» WHAT TO WORK ON
Copy the Haskell thread below about the expression ((.).(.)) word for word, from its title through its last line.

» QUOTED TEXT
Haskell: Why is ((.).(.)) f g equal to f . g x?

Question

Could you please explain the meaning of the expression ((.).(.))? As far as I know (.) has the type (b -> c) -> (a -> b) -> a -> c.

Answer 1

(.) . (.) (.) . (.) is the composition of the composition operator with itself.

If we look at

((.) . (.)) f g x

we can evaluate that a few steps, first we parenthesise,

((((.) . (.)) f) g) x

then we apply, using (foo . bar) arg = foo (bar arg) :

~> (((.) ((.) f)) g) x
~> (((.) f) . g) x
~> ((.) f) (g x)
~> f . g x

More principled,

(.) :: (b -> c) -> (a -> b) -> (a -> c)

So, using (.) as the first argument of (.) , we must unify

b -> c

with

(v -> w) -> (u -> v) -> (u -> w)

That yields

b = v -> w
c = (u -> v) -> (u -> w)

and

(.) (.) = ((.) .) :: (a -> v -> w) -> a -> (u -> v) -> (u -> w)

Now, to apply that to (.) , we must unify the type

a -> v -> w

with the type of (.) , after renaming

(s -> t) -> (r -> s) -> (r -> t)

» RECORD SET
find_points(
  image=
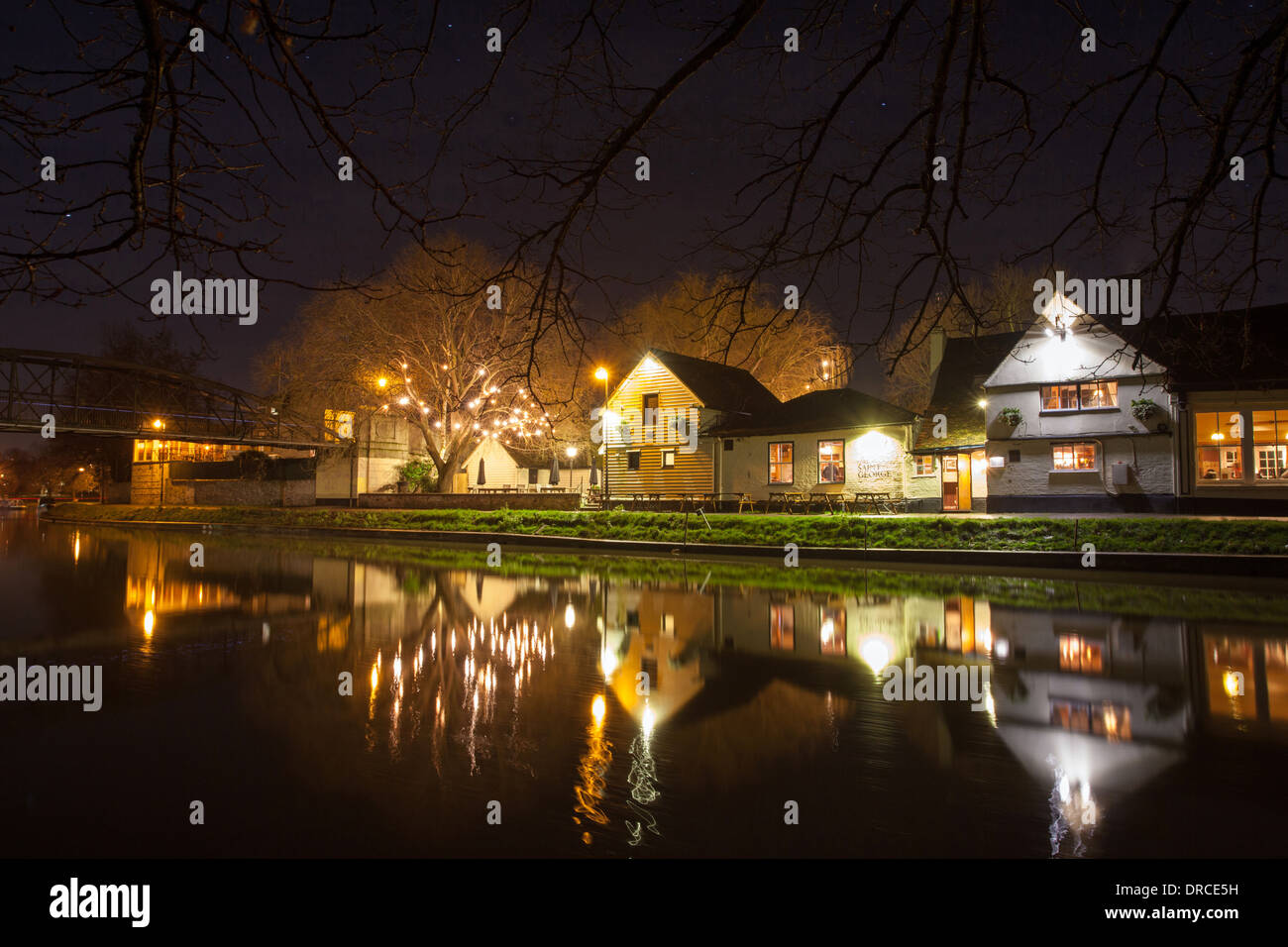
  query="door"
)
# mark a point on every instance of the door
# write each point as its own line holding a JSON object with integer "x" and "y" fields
{"x": 948, "y": 472}
{"x": 956, "y": 480}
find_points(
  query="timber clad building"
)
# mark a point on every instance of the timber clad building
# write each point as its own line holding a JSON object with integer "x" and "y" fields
{"x": 1073, "y": 414}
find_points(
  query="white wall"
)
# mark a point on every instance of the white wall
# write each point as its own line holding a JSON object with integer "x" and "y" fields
{"x": 1083, "y": 355}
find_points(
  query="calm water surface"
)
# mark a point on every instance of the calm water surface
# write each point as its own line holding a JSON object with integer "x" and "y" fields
{"x": 1115, "y": 725}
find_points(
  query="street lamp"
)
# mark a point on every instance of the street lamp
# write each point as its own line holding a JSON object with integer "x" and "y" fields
{"x": 601, "y": 375}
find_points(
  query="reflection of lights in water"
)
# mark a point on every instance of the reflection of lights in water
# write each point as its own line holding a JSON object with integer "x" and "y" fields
{"x": 592, "y": 772}
{"x": 1073, "y": 809}
{"x": 875, "y": 654}
{"x": 1233, "y": 684}
{"x": 643, "y": 789}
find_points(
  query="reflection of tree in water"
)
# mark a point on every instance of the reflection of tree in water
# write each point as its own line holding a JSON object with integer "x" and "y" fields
{"x": 460, "y": 664}
{"x": 1073, "y": 812}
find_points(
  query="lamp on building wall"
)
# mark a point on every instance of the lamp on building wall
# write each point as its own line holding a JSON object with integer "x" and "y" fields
{"x": 601, "y": 375}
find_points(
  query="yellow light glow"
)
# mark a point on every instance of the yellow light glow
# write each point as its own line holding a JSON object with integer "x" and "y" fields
{"x": 1232, "y": 684}
{"x": 875, "y": 654}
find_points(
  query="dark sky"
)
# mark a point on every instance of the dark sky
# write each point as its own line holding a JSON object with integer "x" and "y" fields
{"x": 699, "y": 153}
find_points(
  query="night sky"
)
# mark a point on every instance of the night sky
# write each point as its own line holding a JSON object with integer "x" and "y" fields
{"x": 703, "y": 147}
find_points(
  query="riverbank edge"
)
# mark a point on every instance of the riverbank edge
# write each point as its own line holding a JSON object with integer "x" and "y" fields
{"x": 1175, "y": 564}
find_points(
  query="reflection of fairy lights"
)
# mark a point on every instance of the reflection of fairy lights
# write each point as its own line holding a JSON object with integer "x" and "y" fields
{"x": 875, "y": 654}
{"x": 1073, "y": 809}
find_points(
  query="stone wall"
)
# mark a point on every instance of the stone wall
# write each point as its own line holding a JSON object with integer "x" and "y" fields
{"x": 471, "y": 501}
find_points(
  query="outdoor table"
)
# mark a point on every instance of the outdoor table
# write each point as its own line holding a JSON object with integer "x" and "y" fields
{"x": 877, "y": 501}
{"x": 787, "y": 499}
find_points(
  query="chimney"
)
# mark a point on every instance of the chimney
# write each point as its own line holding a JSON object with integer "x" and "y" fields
{"x": 938, "y": 341}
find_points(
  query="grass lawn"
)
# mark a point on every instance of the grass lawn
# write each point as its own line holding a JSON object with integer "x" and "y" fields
{"x": 1158, "y": 535}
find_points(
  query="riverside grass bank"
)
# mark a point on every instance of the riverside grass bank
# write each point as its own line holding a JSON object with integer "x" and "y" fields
{"x": 1155, "y": 544}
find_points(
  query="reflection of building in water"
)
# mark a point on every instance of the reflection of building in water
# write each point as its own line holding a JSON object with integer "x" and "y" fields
{"x": 877, "y": 630}
{"x": 1245, "y": 680}
{"x": 161, "y": 582}
{"x": 658, "y": 633}
{"x": 1089, "y": 703}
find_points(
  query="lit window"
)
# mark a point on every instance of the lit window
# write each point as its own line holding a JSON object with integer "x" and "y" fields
{"x": 1270, "y": 444}
{"x": 1099, "y": 394}
{"x": 782, "y": 626}
{"x": 1078, "y": 654}
{"x": 831, "y": 631}
{"x": 1073, "y": 457}
{"x": 1086, "y": 397}
{"x": 831, "y": 462}
{"x": 781, "y": 463}
{"x": 1219, "y": 446}
{"x": 1059, "y": 397}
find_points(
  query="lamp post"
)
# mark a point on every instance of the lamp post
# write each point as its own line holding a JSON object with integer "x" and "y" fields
{"x": 601, "y": 373}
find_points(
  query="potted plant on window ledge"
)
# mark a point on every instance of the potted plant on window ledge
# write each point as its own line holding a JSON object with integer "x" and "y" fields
{"x": 1010, "y": 416}
{"x": 1141, "y": 408}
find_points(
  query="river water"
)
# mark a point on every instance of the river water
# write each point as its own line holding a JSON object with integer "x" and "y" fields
{"x": 329, "y": 698}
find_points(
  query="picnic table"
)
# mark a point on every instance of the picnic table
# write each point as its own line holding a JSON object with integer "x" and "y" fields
{"x": 875, "y": 500}
{"x": 688, "y": 499}
{"x": 805, "y": 500}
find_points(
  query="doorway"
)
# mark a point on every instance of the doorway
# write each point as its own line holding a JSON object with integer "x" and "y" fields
{"x": 956, "y": 482}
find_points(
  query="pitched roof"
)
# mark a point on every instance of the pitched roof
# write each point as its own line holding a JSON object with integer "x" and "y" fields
{"x": 958, "y": 388}
{"x": 1236, "y": 348}
{"x": 823, "y": 410}
{"x": 719, "y": 386}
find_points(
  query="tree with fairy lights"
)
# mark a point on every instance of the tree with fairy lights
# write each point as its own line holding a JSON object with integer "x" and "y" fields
{"x": 442, "y": 344}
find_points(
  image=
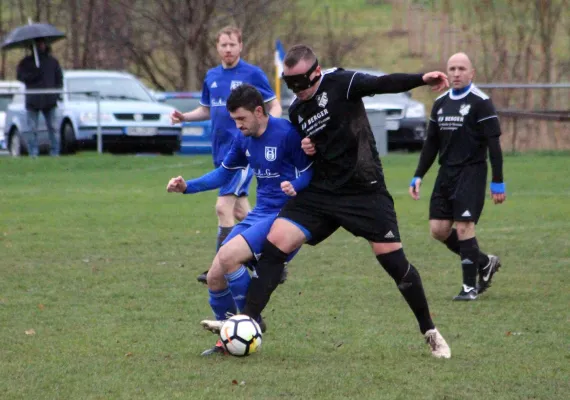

» OUTPUT FOR THIS TASK
Haskell: Why is ((.).(.)) f g equal to f . g x?

Question

Could you please explain the meaning of the expression ((.).(.))? As far as I know (.) has the type (b -> c) -> (a -> b) -> a -> c.

Answer 1

(.) . (.) (.) . (.) is the composition of the composition operator with itself.

If we look at

((.) . (.)) f g x

we can evaluate that a few steps, first we parenthesise,

((((.) . (.)) f) g) x

then we apply, using (foo . bar) arg = foo (bar arg) :

~> (((.) ((.) f)) g) x
~> (((.) f) . g) x
~> ((.) f) (g x)
~> f . g x

More principled,

(.) :: (b -> c) -> (a -> b) -> (a -> c)

So, using (.) as the first argument of (.) , we must unify

b -> c

with

(v -> w) -> (u -> v) -> (u -> w)

That yields

b = v -> w
c = (u -> v) -> (u -> w)

and

(.) (.) = ((.) .) :: (a -> v -> w) -> a -> (u -> v) -> (u -> w)

Now, to apply that to (.) , we must unify the type

a -> v -> w

with the type of (.) , after renaming

(s -> t) -> (r -> s) -> (r -> t)